==== Given entries

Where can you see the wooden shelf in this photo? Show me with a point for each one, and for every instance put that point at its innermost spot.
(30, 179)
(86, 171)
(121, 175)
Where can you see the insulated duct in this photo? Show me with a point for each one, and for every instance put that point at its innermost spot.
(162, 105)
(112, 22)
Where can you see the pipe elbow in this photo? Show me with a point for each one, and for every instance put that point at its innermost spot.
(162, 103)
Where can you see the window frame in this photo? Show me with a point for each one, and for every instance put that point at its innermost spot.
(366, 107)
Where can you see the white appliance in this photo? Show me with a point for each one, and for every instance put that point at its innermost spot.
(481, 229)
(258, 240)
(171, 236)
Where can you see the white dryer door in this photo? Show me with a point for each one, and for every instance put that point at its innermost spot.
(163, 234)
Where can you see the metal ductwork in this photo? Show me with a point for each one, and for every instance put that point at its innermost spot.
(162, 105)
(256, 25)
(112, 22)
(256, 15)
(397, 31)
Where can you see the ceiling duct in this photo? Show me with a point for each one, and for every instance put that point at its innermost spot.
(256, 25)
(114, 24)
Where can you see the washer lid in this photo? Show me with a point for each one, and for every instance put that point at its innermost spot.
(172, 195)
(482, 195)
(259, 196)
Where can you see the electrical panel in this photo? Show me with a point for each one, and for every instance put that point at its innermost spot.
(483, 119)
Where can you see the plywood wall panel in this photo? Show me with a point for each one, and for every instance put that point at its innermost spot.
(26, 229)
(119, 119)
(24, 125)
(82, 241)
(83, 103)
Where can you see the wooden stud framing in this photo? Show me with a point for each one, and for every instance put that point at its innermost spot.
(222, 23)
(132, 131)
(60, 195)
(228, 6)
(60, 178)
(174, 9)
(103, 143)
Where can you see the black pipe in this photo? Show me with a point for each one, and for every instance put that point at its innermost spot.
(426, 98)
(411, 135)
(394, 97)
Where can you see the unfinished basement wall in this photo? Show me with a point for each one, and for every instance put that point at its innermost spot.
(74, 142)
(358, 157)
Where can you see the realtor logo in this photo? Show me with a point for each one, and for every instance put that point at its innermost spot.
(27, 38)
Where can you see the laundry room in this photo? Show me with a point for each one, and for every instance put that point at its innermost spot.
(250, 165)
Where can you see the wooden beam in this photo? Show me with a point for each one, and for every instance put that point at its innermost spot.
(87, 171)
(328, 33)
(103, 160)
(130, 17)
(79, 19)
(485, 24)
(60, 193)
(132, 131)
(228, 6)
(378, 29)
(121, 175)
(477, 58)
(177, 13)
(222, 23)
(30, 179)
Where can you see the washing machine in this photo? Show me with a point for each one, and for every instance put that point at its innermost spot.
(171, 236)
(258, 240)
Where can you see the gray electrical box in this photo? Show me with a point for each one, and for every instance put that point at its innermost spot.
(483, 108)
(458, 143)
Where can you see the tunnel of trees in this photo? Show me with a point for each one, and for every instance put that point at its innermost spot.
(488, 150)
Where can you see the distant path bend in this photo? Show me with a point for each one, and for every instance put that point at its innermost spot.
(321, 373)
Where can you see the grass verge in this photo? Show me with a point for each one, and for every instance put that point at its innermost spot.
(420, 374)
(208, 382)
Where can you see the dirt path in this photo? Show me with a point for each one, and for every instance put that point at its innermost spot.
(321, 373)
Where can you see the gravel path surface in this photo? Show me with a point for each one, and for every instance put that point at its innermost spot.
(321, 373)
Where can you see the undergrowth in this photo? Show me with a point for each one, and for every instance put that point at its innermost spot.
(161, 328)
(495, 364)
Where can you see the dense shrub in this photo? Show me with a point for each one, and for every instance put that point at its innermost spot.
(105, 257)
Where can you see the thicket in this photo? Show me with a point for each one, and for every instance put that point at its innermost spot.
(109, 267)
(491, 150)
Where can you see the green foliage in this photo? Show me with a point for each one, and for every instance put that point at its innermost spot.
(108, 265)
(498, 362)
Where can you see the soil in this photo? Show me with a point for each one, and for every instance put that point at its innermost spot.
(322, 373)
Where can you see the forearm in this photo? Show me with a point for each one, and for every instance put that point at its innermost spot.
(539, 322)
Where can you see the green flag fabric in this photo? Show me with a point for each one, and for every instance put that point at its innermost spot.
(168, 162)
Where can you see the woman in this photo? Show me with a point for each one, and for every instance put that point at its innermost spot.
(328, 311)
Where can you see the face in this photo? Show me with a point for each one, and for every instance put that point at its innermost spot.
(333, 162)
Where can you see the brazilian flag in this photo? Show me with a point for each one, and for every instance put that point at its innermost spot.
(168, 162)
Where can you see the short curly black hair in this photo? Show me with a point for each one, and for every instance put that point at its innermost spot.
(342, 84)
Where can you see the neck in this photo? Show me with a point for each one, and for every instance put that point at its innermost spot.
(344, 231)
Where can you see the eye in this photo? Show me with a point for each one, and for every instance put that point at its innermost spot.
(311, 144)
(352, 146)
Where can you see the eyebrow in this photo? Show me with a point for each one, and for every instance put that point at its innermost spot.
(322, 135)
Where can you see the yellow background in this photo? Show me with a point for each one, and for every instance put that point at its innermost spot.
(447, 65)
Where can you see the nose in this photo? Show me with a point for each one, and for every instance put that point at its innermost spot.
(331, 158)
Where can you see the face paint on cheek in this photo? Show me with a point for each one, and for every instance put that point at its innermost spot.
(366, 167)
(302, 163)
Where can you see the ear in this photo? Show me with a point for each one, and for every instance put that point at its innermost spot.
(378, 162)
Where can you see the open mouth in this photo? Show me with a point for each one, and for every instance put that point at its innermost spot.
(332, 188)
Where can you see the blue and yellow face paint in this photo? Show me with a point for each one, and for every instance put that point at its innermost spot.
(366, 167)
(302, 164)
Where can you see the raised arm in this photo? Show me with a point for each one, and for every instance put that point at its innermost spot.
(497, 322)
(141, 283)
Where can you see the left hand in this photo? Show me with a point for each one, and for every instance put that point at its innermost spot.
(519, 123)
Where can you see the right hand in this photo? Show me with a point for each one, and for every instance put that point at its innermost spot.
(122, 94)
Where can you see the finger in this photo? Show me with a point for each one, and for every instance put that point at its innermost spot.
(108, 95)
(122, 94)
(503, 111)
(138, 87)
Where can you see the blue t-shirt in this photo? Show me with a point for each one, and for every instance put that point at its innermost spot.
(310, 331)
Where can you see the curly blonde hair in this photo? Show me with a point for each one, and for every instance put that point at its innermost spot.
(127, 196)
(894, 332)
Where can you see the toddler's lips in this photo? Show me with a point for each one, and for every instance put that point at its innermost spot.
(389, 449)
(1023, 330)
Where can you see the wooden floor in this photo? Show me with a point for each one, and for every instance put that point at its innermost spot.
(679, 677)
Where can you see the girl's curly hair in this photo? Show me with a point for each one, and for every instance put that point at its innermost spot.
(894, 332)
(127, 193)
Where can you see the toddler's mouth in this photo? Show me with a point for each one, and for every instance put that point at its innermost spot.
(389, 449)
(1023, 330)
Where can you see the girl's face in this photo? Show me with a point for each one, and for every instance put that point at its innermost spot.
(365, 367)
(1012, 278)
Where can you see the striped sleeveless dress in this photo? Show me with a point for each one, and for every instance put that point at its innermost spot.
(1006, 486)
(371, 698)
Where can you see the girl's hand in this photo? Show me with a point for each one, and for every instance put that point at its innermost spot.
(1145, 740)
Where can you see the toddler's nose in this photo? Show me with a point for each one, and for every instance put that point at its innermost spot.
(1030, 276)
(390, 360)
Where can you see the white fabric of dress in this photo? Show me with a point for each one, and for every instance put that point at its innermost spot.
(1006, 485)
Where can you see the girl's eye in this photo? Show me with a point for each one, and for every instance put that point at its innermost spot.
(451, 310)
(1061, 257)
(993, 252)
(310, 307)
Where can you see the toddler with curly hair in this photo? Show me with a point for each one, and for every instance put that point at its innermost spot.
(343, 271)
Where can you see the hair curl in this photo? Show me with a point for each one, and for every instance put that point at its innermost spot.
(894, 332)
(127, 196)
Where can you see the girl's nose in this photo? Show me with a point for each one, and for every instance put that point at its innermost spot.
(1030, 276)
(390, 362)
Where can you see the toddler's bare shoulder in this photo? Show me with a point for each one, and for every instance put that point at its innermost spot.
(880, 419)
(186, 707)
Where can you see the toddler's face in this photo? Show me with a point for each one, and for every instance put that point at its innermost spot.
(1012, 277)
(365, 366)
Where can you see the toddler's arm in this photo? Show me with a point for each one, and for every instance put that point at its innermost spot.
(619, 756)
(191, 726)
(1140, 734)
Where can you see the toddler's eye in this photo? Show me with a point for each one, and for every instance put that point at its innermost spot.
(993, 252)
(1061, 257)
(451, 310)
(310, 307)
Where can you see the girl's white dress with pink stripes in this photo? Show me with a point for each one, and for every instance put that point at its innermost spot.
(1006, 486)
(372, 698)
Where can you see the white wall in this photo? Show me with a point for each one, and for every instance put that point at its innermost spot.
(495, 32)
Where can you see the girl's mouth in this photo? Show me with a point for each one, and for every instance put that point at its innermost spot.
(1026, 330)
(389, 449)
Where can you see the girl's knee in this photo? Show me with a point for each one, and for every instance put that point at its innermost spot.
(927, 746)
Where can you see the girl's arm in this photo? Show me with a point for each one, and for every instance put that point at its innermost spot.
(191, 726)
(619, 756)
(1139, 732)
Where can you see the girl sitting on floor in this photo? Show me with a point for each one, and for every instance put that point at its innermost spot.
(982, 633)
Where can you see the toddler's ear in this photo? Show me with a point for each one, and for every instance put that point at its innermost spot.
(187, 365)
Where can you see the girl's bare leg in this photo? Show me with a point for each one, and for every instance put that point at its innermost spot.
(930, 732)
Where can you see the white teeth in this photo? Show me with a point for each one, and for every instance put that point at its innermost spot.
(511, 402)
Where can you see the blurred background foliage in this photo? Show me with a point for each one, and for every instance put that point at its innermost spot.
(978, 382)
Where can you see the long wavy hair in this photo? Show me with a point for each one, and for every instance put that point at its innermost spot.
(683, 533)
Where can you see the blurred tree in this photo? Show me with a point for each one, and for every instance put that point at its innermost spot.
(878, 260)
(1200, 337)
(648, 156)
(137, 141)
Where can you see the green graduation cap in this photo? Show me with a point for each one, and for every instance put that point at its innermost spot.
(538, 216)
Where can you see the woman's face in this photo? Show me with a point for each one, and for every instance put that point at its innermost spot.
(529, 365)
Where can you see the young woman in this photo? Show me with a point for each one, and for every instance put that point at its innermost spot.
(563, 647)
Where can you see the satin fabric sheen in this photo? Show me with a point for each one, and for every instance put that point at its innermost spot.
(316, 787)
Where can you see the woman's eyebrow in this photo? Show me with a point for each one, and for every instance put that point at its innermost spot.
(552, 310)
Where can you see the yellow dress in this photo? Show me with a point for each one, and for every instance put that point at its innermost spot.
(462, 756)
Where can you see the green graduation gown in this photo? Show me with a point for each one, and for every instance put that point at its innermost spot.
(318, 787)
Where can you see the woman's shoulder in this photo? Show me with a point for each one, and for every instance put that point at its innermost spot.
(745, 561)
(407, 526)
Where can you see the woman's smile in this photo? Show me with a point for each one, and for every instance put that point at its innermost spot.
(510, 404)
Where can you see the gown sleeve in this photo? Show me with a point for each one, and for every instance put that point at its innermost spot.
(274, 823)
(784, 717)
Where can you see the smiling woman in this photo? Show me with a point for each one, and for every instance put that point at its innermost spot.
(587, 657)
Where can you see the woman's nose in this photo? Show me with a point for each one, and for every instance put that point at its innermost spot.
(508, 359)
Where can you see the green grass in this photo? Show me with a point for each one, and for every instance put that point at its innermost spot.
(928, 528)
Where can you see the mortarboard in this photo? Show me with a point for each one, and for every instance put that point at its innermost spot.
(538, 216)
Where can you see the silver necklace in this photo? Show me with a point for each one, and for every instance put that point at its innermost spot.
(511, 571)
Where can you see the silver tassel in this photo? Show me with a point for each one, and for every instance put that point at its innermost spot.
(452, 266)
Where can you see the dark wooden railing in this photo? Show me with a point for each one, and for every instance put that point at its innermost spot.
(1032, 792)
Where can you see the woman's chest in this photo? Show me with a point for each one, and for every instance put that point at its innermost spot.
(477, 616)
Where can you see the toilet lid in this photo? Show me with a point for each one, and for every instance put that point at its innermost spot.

========

What is required:
Return the line that contains "Where can you see the silver necklace" along with every line after it through the end of the entries, exactly, adding nothing.

Response to the task:
Where can you see the silver necklace in this photo? Show me with a point for each one, and for every instance put that point at its innermost spot.
(511, 571)
Where can you see the silver tassel in this photo? Show me with a point for each one, and for every instance put that point at its innermost spot.
(452, 266)
Where can you see the dark wooden railing in this photo? Show me with a point for each one, and for every instance put that point at its innermost spot.
(1032, 792)
Where can you see the woman's chest in this photo? Show me with a point for each one, and for every instance put that point at its innermost spot.
(477, 616)
Where can you see the toilet lid in this photo? Show me with a point for each one, and for every instance put that point at its innermost spot.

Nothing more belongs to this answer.